Entries supplied:
··········
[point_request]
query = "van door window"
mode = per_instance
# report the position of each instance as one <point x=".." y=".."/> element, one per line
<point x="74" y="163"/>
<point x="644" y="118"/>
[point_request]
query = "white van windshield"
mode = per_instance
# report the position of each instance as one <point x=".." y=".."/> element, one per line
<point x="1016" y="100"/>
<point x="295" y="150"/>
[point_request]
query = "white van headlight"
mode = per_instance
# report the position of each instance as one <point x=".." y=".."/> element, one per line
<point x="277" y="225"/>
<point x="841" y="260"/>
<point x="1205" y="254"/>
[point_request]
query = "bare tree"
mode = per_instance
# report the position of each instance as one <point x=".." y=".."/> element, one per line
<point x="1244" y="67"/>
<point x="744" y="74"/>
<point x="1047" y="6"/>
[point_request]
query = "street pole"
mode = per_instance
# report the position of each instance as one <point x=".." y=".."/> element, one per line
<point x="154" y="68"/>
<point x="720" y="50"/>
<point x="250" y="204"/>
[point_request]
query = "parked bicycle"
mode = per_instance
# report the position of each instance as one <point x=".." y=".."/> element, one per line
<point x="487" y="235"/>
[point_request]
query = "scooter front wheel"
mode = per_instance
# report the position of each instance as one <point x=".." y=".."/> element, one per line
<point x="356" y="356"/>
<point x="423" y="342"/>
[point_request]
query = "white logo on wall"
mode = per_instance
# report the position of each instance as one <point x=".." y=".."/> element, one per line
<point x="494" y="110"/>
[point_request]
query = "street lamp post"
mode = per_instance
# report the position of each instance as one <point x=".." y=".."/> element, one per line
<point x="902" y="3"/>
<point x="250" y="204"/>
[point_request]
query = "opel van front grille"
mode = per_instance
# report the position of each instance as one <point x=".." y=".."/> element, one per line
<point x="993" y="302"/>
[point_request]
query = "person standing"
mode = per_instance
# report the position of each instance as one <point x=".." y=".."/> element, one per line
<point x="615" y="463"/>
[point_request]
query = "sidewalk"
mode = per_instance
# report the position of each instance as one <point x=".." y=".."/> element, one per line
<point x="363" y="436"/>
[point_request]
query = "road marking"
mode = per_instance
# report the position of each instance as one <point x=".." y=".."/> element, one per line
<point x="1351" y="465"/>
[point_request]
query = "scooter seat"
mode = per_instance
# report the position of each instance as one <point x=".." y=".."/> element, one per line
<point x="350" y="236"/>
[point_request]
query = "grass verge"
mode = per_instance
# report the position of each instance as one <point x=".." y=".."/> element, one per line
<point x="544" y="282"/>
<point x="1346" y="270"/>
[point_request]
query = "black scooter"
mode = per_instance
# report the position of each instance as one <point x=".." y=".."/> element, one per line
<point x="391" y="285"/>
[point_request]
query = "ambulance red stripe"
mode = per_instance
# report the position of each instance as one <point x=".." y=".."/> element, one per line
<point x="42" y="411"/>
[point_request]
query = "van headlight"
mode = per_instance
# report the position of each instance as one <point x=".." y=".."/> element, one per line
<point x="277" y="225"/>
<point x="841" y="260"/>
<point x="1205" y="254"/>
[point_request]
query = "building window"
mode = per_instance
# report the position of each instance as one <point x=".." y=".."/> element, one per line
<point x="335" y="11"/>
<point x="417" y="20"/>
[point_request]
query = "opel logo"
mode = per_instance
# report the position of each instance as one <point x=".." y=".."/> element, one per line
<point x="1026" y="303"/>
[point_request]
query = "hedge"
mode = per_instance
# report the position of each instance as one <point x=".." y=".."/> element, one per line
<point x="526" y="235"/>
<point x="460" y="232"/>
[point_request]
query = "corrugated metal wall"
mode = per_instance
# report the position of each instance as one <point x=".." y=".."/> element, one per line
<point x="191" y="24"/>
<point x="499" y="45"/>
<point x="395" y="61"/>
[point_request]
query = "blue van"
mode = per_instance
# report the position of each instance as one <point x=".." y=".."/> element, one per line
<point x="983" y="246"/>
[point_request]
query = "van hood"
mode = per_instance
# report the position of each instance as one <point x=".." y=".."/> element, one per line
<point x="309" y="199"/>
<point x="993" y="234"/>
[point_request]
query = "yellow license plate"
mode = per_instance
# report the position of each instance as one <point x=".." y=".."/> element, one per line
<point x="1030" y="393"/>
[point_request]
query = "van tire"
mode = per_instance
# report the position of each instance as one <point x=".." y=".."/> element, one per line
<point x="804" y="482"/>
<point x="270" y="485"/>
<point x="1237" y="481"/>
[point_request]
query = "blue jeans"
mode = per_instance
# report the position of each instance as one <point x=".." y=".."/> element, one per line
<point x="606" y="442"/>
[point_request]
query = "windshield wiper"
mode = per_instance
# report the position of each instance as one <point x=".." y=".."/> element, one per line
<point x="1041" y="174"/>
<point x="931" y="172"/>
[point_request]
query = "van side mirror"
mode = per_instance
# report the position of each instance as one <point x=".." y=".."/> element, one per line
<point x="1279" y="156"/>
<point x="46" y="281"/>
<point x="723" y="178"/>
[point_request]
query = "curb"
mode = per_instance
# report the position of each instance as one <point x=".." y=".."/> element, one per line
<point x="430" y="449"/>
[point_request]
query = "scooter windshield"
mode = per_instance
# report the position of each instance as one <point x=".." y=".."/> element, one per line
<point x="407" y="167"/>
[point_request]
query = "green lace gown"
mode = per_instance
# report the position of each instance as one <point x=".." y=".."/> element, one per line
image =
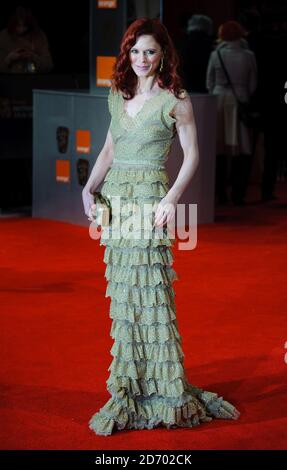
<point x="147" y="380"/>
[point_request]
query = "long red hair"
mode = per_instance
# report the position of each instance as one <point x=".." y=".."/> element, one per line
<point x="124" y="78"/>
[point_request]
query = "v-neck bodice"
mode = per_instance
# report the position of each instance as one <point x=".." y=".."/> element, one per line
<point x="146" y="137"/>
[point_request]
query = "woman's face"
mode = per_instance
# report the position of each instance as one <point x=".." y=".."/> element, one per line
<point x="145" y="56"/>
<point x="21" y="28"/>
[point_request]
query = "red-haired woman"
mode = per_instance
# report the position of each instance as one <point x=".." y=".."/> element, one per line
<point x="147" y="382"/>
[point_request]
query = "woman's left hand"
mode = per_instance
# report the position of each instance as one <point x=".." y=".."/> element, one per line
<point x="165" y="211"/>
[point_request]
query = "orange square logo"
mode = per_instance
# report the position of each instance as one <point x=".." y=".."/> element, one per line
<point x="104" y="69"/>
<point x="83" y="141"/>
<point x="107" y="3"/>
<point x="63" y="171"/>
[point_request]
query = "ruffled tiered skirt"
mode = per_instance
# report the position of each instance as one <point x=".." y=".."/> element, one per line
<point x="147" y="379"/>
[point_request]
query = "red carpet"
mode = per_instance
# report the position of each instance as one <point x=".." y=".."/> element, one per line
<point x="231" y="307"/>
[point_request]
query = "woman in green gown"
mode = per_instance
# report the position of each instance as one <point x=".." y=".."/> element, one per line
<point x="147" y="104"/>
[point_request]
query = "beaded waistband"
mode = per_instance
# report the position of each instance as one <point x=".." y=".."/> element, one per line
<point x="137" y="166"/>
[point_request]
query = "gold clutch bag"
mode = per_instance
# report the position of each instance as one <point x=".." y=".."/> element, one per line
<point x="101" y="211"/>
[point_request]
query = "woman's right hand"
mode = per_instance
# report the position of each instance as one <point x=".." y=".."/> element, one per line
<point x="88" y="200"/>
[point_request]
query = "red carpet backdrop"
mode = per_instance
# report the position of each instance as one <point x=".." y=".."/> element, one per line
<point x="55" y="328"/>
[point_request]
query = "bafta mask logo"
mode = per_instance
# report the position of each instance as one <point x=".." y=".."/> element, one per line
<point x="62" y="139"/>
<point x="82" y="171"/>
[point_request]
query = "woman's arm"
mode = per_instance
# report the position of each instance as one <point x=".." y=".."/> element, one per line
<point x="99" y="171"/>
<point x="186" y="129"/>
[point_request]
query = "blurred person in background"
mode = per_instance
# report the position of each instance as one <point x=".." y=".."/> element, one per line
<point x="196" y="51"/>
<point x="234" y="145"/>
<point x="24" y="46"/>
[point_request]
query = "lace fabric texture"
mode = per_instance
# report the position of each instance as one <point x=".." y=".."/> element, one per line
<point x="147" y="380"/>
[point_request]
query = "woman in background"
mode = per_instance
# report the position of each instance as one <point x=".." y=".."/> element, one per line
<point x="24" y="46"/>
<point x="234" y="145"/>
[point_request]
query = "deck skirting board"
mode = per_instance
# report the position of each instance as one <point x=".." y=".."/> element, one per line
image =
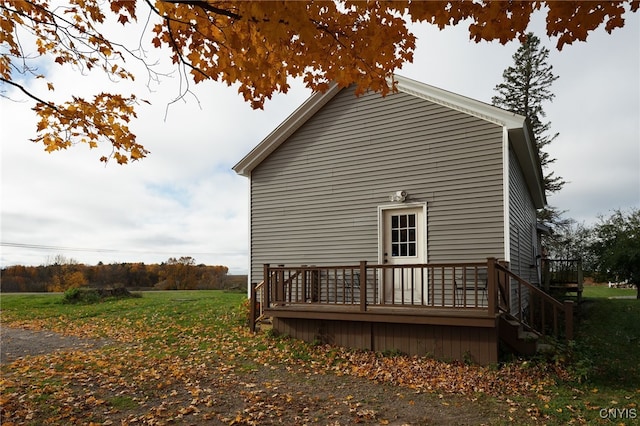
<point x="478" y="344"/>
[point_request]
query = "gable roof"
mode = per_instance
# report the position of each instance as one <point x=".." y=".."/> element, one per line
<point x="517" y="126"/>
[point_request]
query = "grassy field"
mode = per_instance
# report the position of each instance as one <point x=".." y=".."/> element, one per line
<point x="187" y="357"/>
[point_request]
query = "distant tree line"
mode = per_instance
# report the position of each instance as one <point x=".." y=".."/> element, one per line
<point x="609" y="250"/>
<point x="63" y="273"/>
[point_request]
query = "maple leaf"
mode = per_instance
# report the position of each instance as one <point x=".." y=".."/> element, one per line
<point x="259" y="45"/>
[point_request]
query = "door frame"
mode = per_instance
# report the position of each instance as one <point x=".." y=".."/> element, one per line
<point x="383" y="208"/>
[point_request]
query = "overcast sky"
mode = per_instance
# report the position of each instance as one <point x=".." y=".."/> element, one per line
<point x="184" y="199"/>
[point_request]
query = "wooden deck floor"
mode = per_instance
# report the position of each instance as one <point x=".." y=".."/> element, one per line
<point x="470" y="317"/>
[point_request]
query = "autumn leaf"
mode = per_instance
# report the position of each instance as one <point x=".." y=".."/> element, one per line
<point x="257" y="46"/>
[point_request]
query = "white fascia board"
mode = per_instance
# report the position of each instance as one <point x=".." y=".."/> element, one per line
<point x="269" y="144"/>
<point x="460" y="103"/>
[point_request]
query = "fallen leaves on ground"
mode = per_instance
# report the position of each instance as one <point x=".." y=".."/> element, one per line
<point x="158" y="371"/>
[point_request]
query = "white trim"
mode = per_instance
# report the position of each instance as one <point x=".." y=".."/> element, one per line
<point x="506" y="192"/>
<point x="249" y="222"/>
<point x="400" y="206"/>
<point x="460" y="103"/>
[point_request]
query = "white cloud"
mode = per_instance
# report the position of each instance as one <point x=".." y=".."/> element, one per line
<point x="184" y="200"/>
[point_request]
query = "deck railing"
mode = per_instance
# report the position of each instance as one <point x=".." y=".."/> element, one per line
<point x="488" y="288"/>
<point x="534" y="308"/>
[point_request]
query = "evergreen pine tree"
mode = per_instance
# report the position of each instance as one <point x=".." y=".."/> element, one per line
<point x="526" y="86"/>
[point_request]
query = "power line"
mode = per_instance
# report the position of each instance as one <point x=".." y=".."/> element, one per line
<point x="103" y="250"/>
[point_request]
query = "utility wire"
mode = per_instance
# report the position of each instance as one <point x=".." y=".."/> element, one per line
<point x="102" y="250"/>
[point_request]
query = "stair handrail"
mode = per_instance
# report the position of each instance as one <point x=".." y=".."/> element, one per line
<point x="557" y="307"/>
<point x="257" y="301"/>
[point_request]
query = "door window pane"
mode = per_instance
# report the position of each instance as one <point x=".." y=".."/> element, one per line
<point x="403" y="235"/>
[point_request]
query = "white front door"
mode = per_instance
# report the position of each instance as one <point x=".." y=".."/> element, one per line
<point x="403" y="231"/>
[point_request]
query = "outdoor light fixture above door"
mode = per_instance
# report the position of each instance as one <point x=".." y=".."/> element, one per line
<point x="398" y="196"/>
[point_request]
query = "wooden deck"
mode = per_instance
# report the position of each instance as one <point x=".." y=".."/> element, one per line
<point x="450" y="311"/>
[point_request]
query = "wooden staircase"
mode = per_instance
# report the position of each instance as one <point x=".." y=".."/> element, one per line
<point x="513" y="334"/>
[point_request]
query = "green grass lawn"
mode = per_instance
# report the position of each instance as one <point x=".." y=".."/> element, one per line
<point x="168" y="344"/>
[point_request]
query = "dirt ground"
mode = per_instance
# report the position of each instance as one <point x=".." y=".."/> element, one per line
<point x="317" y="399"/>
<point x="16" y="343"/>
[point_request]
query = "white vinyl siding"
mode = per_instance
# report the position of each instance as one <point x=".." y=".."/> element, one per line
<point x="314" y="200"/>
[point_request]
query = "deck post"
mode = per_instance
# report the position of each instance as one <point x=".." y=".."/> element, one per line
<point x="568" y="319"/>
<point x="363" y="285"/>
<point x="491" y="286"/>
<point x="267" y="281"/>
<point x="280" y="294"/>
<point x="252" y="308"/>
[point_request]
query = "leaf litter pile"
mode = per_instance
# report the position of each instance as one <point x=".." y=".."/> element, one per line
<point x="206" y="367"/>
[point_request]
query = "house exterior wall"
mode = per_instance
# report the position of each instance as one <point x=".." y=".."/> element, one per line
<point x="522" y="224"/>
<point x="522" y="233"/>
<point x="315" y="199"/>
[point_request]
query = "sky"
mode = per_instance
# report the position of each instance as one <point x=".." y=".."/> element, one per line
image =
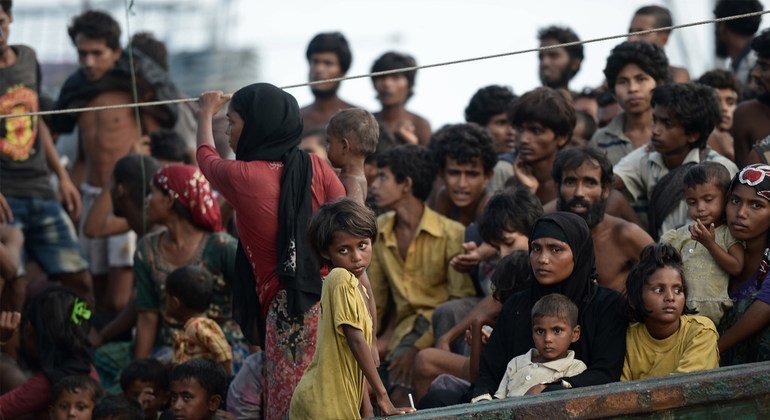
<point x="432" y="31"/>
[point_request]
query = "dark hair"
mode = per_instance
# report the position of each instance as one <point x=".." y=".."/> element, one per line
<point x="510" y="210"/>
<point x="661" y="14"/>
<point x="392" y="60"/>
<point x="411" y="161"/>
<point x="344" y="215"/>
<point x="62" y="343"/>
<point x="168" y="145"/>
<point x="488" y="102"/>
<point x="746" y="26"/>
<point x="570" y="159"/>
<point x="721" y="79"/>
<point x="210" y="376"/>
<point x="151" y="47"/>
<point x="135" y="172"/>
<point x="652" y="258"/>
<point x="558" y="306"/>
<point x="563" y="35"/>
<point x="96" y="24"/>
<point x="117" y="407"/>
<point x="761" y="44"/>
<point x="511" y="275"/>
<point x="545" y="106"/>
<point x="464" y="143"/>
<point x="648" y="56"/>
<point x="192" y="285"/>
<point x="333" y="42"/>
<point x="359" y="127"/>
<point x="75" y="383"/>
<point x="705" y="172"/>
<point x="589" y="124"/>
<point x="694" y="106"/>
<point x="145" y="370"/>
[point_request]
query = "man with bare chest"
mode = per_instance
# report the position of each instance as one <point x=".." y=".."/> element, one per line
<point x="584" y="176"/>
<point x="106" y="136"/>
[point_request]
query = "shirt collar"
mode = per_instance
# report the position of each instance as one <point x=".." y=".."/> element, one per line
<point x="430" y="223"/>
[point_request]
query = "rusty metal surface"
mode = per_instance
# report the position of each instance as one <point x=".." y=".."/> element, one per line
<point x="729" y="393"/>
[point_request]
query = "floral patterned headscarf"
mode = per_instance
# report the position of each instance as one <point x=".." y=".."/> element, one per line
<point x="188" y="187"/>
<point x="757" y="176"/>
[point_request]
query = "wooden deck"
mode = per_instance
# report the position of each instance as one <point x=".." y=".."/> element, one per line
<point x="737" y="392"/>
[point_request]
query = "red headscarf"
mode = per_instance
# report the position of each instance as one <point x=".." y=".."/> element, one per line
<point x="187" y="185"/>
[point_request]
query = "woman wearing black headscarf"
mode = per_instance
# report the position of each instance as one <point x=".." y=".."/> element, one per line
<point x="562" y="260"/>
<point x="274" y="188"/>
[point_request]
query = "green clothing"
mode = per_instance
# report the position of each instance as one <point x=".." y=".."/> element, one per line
··········
Instructions for the task: Pick out every line of the rows above that contains the word "street", and copy each one in full.

Task solution:
query = "street pole"
query = "street lamp post"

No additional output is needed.